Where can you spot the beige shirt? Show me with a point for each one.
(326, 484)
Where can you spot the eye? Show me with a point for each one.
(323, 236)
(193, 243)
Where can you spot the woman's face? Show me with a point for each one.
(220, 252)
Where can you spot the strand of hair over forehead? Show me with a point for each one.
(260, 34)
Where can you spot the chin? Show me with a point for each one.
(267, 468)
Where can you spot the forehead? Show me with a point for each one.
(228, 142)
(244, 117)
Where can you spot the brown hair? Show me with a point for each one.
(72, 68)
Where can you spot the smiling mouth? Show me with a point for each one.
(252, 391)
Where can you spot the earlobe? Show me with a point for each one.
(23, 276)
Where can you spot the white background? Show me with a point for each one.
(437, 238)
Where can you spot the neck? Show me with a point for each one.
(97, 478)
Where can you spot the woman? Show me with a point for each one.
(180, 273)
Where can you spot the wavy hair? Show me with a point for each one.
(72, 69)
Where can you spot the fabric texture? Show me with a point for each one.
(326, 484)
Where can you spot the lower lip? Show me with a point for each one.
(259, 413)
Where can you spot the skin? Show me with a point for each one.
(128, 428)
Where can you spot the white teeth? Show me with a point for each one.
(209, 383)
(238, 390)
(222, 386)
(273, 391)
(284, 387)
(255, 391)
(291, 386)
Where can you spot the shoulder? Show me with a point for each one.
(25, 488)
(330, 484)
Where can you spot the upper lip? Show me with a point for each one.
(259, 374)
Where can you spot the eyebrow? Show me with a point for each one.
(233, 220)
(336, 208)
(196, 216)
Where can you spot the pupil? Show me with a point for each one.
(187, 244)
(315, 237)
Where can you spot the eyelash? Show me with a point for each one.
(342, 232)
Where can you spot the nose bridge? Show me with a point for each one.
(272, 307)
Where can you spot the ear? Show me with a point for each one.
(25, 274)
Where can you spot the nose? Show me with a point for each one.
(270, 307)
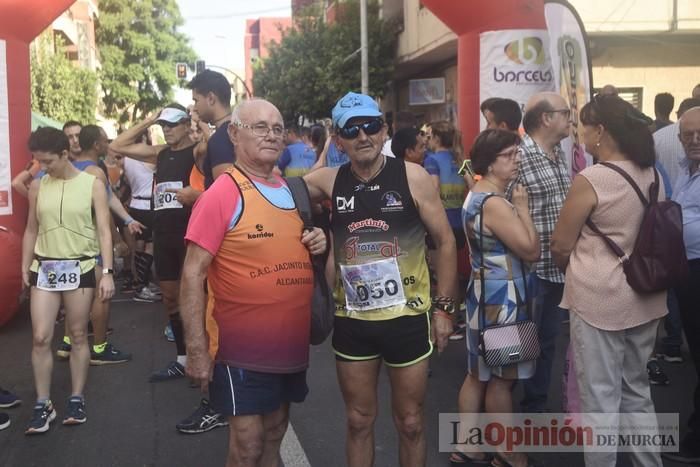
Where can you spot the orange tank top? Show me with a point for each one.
(262, 282)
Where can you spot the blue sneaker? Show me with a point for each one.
(42, 417)
(7, 399)
(168, 333)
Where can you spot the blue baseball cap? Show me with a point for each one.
(353, 105)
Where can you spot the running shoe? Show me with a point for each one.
(202, 420)
(7, 399)
(656, 374)
(173, 371)
(75, 413)
(63, 352)
(168, 333)
(146, 295)
(42, 417)
(109, 356)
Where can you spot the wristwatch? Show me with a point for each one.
(447, 307)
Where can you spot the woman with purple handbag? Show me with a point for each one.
(611, 323)
(501, 238)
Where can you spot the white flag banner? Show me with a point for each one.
(5, 172)
(514, 64)
(572, 72)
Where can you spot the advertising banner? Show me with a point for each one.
(514, 64)
(572, 72)
(5, 174)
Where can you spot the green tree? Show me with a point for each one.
(312, 67)
(139, 46)
(59, 89)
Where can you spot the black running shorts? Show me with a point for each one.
(145, 217)
(168, 256)
(401, 341)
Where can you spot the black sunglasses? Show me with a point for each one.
(370, 128)
(163, 123)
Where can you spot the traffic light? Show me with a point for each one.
(181, 70)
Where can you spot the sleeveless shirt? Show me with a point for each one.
(174, 167)
(376, 223)
(66, 224)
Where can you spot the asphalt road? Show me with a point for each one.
(131, 422)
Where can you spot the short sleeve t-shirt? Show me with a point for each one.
(219, 151)
(261, 277)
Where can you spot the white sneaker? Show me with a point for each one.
(148, 296)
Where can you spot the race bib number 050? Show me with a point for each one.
(57, 276)
(164, 199)
(373, 285)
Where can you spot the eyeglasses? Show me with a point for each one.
(370, 128)
(261, 130)
(690, 136)
(565, 112)
(510, 154)
(164, 124)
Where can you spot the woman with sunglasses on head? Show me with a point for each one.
(611, 324)
(68, 213)
(502, 237)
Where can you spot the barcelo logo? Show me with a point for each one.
(525, 51)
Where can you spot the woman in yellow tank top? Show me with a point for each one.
(67, 227)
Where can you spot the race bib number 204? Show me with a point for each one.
(372, 285)
(164, 199)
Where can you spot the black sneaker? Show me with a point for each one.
(42, 417)
(109, 356)
(75, 413)
(173, 371)
(7, 399)
(656, 374)
(202, 420)
(63, 352)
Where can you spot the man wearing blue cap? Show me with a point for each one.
(172, 201)
(382, 209)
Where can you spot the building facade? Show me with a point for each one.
(643, 47)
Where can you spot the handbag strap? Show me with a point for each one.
(300, 193)
(482, 295)
(653, 197)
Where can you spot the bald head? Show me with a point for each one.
(690, 134)
(547, 114)
(689, 117)
(248, 107)
(257, 133)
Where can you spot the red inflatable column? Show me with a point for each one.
(20, 22)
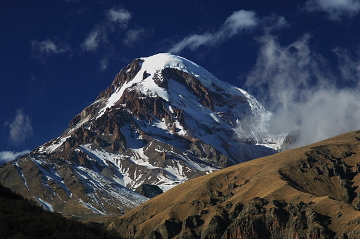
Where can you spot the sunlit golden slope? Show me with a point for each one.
(308, 192)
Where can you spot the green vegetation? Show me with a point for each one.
(23, 218)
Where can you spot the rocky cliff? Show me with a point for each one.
(162, 121)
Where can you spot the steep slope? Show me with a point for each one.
(22, 218)
(308, 192)
(162, 121)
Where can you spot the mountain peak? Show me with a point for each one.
(162, 121)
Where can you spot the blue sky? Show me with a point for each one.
(301, 59)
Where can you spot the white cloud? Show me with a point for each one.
(104, 64)
(334, 8)
(20, 128)
(349, 67)
(47, 47)
(91, 43)
(133, 35)
(237, 22)
(120, 16)
(6, 156)
(300, 89)
(99, 36)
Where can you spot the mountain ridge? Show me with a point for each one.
(308, 192)
(162, 121)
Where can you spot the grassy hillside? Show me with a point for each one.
(308, 192)
(23, 218)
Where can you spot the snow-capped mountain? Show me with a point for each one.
(162, 121)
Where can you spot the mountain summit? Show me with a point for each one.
(162, 121)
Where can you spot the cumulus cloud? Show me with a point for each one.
(234, 24)
(119, 16)
(20, 128)
(302, 92)
(6, 156)
(47, 47)
(334, 8)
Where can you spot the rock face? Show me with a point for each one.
(309, 192)
(162, 121)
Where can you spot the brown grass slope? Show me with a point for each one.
(308, 192)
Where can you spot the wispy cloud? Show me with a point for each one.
(234, 24)
(119, 16)
(335, 9)
(47, 47)
(6, 156)
(133, 35)
(92, 41)
(20, 128)
(99, 36)
(301, 90)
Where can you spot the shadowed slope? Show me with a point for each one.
(308, 192)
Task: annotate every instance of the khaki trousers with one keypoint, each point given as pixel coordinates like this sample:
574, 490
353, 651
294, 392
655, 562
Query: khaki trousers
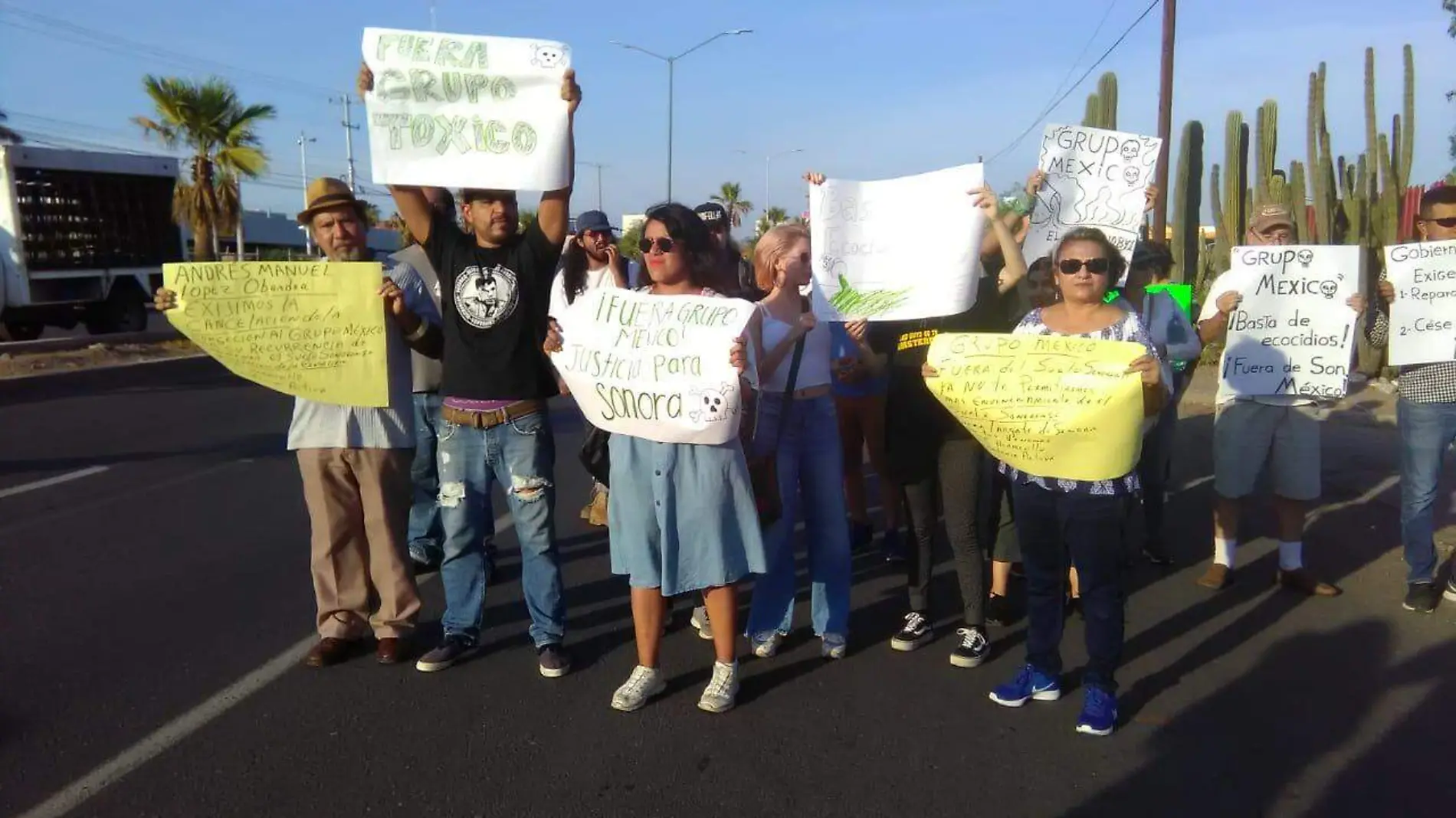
359, 507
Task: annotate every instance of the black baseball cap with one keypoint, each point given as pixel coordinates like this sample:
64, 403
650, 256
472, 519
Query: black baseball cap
713, 214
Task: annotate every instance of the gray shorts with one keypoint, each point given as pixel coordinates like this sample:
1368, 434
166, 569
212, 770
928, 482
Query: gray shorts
1248, 434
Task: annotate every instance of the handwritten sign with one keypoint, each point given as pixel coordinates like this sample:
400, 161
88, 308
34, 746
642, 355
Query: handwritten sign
654, 365
457, 111
1292, 332
1095, 178
309, 329
1423, 316
899, 248
1048, 407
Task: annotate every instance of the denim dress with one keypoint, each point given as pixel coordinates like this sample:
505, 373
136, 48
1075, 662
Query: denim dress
682, 515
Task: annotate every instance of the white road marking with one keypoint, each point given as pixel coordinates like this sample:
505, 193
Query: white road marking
54, 481
172, 732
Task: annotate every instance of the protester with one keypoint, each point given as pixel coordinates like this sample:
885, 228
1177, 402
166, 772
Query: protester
1176, 341
589, 263
733, 274
859, 404
1059, 519
797, 425
1281, 430
1426, 417
425, 532
354, 460
682, 515
495, 289
933, 457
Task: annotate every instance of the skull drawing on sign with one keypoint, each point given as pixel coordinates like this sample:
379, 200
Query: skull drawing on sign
708, 405
549, 57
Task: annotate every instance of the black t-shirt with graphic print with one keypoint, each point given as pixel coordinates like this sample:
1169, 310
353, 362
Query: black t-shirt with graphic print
494, 305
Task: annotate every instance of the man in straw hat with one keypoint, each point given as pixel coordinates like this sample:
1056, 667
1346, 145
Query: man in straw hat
495, 284
354, 460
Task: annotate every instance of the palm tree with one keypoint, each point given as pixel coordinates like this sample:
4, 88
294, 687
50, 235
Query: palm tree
771, 218
9, 137
728, 195
208, 119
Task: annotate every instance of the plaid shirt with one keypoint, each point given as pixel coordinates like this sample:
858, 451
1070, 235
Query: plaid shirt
1423, 383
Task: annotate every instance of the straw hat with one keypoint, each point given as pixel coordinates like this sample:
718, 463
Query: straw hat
326, 192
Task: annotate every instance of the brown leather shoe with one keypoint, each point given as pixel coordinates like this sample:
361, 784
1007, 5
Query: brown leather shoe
330, 651
1216, 578
391, 651
1305, 583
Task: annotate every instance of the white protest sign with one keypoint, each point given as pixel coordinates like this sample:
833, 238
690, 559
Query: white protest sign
1095, 178
896, 249
1423, 325
654, 365
457, 111
1294, 329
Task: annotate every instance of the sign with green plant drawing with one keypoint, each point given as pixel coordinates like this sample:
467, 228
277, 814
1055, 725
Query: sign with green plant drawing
897, 248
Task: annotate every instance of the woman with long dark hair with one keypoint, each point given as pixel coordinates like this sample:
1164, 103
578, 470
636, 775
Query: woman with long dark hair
1063, 522
682, 515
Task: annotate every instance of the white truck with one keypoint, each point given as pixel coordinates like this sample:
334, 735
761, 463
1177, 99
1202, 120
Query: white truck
84, 236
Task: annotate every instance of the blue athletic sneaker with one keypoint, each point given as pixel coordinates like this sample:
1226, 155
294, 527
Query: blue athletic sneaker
1098, 712
1030, 683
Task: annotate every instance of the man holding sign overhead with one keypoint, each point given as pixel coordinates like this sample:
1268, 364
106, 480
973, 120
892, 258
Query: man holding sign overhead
1422, 278
495, 284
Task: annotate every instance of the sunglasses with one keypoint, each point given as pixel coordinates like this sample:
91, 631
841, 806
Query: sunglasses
663, 245
1095, 267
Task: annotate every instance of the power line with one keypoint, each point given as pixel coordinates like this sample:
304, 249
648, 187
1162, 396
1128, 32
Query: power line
1085, 74
92, 38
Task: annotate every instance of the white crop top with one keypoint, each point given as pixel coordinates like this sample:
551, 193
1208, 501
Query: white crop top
815, 368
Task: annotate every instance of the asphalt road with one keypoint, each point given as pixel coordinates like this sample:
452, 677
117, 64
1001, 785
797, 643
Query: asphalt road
169, 565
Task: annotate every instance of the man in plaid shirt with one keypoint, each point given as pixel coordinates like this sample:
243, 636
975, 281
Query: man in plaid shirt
1427, 423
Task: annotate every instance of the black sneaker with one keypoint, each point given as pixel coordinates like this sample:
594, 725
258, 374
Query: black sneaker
915, 633
973, 648
553, 661
1422, 597
453, 649
999, 610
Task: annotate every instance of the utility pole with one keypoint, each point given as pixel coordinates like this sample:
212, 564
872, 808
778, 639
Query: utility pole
349, 140
1165, 121
303, 172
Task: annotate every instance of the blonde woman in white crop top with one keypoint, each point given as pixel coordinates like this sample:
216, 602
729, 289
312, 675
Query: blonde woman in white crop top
799, 427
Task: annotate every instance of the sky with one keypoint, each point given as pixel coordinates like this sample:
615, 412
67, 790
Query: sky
862, 89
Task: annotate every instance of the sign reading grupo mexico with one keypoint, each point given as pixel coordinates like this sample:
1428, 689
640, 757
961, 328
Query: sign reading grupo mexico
654, 365
457, 111
1292, 332
1095, 178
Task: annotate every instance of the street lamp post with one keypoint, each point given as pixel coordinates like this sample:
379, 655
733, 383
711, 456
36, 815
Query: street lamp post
671, 63
598, 166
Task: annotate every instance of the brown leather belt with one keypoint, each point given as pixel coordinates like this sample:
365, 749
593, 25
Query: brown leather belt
494, 417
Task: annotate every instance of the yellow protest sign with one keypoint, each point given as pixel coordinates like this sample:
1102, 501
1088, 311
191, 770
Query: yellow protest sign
________
From the line containing "Task: annotate every instance of the sky" down to the last line of the data above, copy every line exactly; leave out all other lines.

Task: annotate every instance of the sky with one keypoint, each point given as pixel coordinates like this sample:
615, 412
67, 790
Query: sky
862, 89
Task: annotate every instance of the sign reading grupo mexico with one keypoint, each point given as pixel coordinates like this sample:
1428, 689
640, 757
961, 328
Query: sign reading grupo mexico
654, 365
457, 111
1292, 332
1095, 178
Task: annotate every instance of the street lamp post with one keypoint, each point given as pixel coordinates like this sample:
379, 655
733, 383
711, 456
36, 815
Query: street lamp post
671, 63
598, 166
Task: annotate every instance of the brown leather belt with one keypoint, each point given as pixel coordinates like this sample:
365, 749
593, 25
Query: brown leather belt
494, 417
Task: annotate every instance of the yellow protest sign with one keypoint, each point given as pixel coordinates like this sample:
1102, 501
1088, 311
191, 770
Query: yellow protest sign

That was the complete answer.